**Reading passage**
Last month, Meta released an AI model called Cicero which they have trained to play the board game Diplomacy. The model is impressive in that it combines RL with natural language processing to create an agent that is capable of strategic reasoning as well as dialogue with the other players.
I have not played Diplomacy myself, but I understand that it is a game that requires coordination and communication with the other players to succeed. This thus shows how it is possible to train a model to become a good planner and strategist while also acting toward the goal of winning the game.
Cicero uses both deception and coordination while playing, and I think that this is quite concerning. Training an AI model with the explicit incentive to be deceptive to become a winner does not seem to be a great idea. So far, Cicero is not playing on a superhuman level. But what happens when an AI model does? How far do the capabilities needed to win a game of Diplomacy generalize? I fear that they generalize far better than we imagine.
ChatGPT was released at the beginning of December, and like many other people, I enjoyed playing around with it to understand its capabilities and limits. This process of understanding and evaluating language models is quite cumbersome—which is why Anthropic has created a framework for evaluating language models in a simpler and more automated fashion.
This framework allows Anthropic to have some interesting scaling relationships with regard to both model size and the number of reinforcement learning steps. ChatGPT and many other language models are first trained through self-supervised learning and then finetuned through reinforcement learning on human feedback. This is done to try to ensure that the model is more aligned with human values—the model gets a higher reward when the human approves of the output.
Anthropic finds that as the number of reinforcement learning steps increase, so does the likelihood that the model will express a desire not to be shut down. Similarly, the models become more likely to express a willingness to pursue instrumental subgoals such as obtaining power, more compute, or money. Instrumental convergence is a key part of the alignment problem, intelligent enough agents will converge to these instrumental subgoals as they help improve the likelihood that the agent can reach its final goal.
This is quite weak evidence (the importance of the specific prompting makes this less generalizable) of the alignment problem becoming harder with size and complexity—something that should not come as a surprise, it seems very likely that it is harder to align a model with an IQ of 150 than a model with an IQ of 70.
As the holiday season is coming up, one has the time to reflect on the choices made during the year and what one can change for the coming year. I have been a vegetarian/pescatarian during the past year but, I’ve decided that I’m going fully vegan next year.
I just think that harming animals—that have sentience and the ability to feel pain—is not morally permissible, especially on the scale that we are currently doing it.
This latest review of the literature also finds that there’s quite strong evidence in favor of insects also experiencing pain. It is also an interesting read since it goes quite deep into the mechanisms of pain, which is interesting.
I will never consciously hurt an insect.
- Slack and Bring Back the Sabbath by Zvi
The holiday season is also a time for recharging, relaxing, and spending time with loved ones—which is something we should do more often. Every so often, I come back to these two posts by Zvi Mowshowitz, which point out the importance of avoiding constraints and taking time to relax and reset.
Having Slack is important, and for the most part, I think I manage to have quite a lot of slack in my life. Every time I feel like the slack in my life has gone away, I appreciate it when it returns. When writing the thesis it, at times, felt like I could think of nothing else. That’s likely why it feels so good to be less constrained now—I can do whatever I want.
I think you should read these posts—they changed my perspective on how I arrange my life when I first read them a couple of years ago.

**Entries supplied**

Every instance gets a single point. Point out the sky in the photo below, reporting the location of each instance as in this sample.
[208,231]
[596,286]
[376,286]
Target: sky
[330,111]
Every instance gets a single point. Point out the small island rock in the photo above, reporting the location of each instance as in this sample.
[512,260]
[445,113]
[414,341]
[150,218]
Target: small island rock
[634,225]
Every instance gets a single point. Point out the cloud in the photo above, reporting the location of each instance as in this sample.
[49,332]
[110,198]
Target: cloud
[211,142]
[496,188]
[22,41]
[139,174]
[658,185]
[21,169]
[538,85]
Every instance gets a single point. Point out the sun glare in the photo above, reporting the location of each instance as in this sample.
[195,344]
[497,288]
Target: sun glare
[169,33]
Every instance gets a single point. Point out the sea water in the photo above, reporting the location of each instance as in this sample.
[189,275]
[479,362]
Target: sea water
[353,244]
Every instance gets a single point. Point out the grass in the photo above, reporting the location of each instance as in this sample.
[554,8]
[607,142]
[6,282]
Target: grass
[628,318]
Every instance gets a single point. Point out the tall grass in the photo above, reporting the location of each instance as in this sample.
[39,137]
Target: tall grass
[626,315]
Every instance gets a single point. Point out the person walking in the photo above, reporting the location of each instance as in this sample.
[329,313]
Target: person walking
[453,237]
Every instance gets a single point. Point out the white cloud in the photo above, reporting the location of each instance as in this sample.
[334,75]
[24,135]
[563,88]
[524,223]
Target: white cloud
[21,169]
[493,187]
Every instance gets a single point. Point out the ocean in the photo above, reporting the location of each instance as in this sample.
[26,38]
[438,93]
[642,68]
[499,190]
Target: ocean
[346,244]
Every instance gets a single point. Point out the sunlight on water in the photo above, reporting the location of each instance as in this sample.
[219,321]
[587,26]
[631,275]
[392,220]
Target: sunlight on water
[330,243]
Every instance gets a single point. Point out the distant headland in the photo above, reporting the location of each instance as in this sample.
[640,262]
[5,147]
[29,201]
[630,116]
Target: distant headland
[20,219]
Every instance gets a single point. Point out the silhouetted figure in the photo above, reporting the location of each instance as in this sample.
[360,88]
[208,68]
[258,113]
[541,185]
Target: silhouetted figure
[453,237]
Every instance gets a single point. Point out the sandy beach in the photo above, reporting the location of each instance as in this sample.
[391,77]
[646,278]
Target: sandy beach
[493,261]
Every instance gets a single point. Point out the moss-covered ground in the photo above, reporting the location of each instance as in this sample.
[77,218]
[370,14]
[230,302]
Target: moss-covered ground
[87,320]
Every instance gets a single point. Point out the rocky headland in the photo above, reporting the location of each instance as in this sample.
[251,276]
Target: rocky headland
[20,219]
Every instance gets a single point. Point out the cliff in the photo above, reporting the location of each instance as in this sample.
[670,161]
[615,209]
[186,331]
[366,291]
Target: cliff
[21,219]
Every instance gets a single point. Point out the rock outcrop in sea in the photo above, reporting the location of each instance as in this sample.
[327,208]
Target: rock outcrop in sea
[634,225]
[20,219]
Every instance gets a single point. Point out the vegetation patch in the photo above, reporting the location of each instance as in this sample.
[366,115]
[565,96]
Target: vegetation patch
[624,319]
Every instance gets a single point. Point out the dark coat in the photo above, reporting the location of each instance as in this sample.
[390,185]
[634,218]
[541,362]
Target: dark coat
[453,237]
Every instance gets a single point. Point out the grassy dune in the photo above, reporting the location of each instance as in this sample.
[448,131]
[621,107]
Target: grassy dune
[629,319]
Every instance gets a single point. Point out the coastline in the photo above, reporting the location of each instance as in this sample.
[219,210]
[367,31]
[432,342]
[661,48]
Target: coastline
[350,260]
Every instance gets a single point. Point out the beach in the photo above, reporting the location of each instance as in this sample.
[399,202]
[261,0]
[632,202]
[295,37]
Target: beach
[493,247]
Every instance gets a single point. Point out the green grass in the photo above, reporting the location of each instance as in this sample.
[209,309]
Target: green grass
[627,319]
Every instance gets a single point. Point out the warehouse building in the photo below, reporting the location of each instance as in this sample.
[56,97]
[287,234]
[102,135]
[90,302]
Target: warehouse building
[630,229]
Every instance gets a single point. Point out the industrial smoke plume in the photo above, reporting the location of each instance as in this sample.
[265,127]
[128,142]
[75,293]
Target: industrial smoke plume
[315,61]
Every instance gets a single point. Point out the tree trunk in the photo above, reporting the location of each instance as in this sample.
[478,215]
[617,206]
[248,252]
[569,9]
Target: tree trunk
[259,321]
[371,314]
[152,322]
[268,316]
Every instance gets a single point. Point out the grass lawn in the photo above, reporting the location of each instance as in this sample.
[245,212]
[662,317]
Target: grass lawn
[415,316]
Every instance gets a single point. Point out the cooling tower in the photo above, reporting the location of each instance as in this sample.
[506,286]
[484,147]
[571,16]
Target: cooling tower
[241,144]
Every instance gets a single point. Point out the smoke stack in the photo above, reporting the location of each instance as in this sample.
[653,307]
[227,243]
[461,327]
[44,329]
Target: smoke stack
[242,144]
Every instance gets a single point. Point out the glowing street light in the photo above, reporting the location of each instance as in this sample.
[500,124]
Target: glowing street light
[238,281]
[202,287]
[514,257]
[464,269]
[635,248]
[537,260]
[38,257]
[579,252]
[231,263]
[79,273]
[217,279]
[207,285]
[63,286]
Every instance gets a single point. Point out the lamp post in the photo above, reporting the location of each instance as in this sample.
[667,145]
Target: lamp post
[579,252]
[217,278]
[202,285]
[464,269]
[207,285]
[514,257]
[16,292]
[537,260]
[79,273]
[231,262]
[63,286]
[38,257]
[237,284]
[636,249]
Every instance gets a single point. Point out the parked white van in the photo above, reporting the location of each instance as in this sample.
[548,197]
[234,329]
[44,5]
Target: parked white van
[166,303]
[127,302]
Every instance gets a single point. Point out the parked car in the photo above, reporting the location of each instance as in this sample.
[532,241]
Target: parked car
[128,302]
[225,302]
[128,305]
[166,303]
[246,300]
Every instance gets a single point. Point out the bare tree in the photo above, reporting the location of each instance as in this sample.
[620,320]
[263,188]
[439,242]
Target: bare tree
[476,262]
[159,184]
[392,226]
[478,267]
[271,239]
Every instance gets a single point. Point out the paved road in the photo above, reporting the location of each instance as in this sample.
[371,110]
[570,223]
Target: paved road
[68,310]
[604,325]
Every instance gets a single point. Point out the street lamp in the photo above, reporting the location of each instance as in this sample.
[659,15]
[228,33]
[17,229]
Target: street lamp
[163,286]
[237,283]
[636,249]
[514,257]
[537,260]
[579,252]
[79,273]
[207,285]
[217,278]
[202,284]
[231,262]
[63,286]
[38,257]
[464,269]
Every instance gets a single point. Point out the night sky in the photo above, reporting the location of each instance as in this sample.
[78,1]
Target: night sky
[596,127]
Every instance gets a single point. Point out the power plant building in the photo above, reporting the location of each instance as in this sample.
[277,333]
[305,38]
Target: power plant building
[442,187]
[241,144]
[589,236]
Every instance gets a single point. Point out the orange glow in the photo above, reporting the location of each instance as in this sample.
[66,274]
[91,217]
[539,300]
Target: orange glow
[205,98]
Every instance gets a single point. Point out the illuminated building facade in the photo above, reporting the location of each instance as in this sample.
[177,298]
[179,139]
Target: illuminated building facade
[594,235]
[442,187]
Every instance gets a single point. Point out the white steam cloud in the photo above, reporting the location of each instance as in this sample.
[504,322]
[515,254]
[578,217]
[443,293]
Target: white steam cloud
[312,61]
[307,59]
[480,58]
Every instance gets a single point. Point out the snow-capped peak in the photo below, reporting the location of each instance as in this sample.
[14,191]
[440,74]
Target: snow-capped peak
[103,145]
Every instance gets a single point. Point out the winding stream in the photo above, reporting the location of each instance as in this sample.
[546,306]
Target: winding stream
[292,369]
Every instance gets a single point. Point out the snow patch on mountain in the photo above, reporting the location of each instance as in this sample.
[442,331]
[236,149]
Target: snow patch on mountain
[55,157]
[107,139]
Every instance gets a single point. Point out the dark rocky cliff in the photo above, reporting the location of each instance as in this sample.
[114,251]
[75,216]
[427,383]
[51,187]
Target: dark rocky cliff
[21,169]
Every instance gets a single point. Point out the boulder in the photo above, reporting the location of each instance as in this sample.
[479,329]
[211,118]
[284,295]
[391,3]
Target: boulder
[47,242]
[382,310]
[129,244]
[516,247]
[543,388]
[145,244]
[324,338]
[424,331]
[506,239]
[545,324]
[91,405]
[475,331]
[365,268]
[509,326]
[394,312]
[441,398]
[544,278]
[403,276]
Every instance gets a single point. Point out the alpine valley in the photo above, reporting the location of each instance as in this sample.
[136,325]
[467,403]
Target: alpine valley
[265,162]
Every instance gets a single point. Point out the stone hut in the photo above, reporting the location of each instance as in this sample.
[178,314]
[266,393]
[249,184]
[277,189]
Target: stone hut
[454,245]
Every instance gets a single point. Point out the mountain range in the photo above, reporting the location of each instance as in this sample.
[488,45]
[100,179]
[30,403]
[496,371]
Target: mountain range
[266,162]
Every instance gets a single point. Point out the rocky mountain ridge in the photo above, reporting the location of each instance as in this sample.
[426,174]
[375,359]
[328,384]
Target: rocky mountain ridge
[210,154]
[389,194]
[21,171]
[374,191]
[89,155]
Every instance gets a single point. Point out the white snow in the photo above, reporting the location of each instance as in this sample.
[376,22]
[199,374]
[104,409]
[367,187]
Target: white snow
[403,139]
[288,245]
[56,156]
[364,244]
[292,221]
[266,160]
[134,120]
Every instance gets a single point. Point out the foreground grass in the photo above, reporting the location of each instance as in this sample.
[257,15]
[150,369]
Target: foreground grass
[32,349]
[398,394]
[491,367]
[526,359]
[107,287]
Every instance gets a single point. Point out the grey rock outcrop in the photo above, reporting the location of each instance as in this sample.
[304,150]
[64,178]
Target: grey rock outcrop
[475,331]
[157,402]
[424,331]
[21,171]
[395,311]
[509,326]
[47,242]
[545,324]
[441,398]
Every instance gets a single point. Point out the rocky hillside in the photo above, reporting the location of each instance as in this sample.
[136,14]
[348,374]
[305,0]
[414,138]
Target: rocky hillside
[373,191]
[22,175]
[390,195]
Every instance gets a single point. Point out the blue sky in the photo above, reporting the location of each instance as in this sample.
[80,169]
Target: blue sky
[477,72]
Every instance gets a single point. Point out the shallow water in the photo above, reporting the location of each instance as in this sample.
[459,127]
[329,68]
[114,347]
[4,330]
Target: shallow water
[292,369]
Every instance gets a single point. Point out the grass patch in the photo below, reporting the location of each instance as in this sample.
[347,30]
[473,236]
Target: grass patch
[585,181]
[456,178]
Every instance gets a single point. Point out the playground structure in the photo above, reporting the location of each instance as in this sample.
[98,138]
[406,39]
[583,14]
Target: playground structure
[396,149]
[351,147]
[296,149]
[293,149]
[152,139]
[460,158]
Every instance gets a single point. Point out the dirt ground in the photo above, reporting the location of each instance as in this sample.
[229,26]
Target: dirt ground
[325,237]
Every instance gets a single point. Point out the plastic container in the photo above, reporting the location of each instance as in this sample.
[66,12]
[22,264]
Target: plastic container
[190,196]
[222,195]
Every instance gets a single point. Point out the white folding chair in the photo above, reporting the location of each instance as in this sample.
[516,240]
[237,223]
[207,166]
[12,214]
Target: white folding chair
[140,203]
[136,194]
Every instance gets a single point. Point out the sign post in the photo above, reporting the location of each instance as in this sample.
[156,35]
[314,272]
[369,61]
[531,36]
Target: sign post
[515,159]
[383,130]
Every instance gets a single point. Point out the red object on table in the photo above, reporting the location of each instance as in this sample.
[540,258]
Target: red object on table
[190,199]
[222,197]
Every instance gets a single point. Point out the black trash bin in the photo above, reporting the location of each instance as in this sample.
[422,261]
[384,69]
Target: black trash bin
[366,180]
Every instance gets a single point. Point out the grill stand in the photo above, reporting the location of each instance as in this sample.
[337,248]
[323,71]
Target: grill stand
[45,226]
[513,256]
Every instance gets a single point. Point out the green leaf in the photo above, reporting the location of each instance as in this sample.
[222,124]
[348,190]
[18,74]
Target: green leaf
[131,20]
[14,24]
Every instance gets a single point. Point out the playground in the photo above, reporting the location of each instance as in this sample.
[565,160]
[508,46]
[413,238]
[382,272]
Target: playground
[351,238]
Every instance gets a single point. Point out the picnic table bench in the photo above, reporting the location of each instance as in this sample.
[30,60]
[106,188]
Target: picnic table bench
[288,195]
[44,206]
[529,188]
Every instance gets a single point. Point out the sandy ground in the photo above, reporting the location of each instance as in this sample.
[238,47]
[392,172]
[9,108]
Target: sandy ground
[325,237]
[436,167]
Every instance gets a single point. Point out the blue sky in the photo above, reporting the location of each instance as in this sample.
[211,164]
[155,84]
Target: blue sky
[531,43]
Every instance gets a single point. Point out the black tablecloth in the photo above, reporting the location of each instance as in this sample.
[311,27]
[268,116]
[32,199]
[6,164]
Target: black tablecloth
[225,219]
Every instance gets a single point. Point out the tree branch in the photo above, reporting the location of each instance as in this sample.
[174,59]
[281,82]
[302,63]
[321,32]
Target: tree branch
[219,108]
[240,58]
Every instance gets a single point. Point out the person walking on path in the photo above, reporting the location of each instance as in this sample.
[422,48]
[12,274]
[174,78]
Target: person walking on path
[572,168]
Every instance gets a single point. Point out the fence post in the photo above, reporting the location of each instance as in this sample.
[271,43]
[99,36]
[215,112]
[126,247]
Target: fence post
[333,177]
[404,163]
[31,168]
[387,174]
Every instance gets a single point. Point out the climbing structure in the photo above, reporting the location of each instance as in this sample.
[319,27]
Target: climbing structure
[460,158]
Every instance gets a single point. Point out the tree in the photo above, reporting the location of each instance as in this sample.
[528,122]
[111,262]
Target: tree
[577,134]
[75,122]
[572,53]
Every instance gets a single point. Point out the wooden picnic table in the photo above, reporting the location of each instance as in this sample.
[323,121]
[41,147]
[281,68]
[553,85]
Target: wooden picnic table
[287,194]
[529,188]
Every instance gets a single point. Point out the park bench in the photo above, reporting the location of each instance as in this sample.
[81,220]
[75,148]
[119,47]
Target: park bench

**To do**
[1] Which board game was Cicero trained to play, according to the blog post?
[2] Rewrite the blog post starting with "Anthropic finds that" and going on through "its final goal.", putting "intermediate subgoals" in place of "instrumental subgoals".
The data come from a source unrelated to the blog post.

**Your written answers**
[1] Diplomacy.

[2]
Anthropic finds that as the number of reinforcement learning steps increase, so does the likelihood that the model will express a desire not to be shut down. Similarly, the models become more likely to express a willingness to pursue intermediate subgoals such as obtaining power, more compute, or money. Instrumental convergence is a key part of the alignment problem, intelligent enough agents will converge to these intermediate subgoals as they help improve the likelihood that the agent can reach its final goal.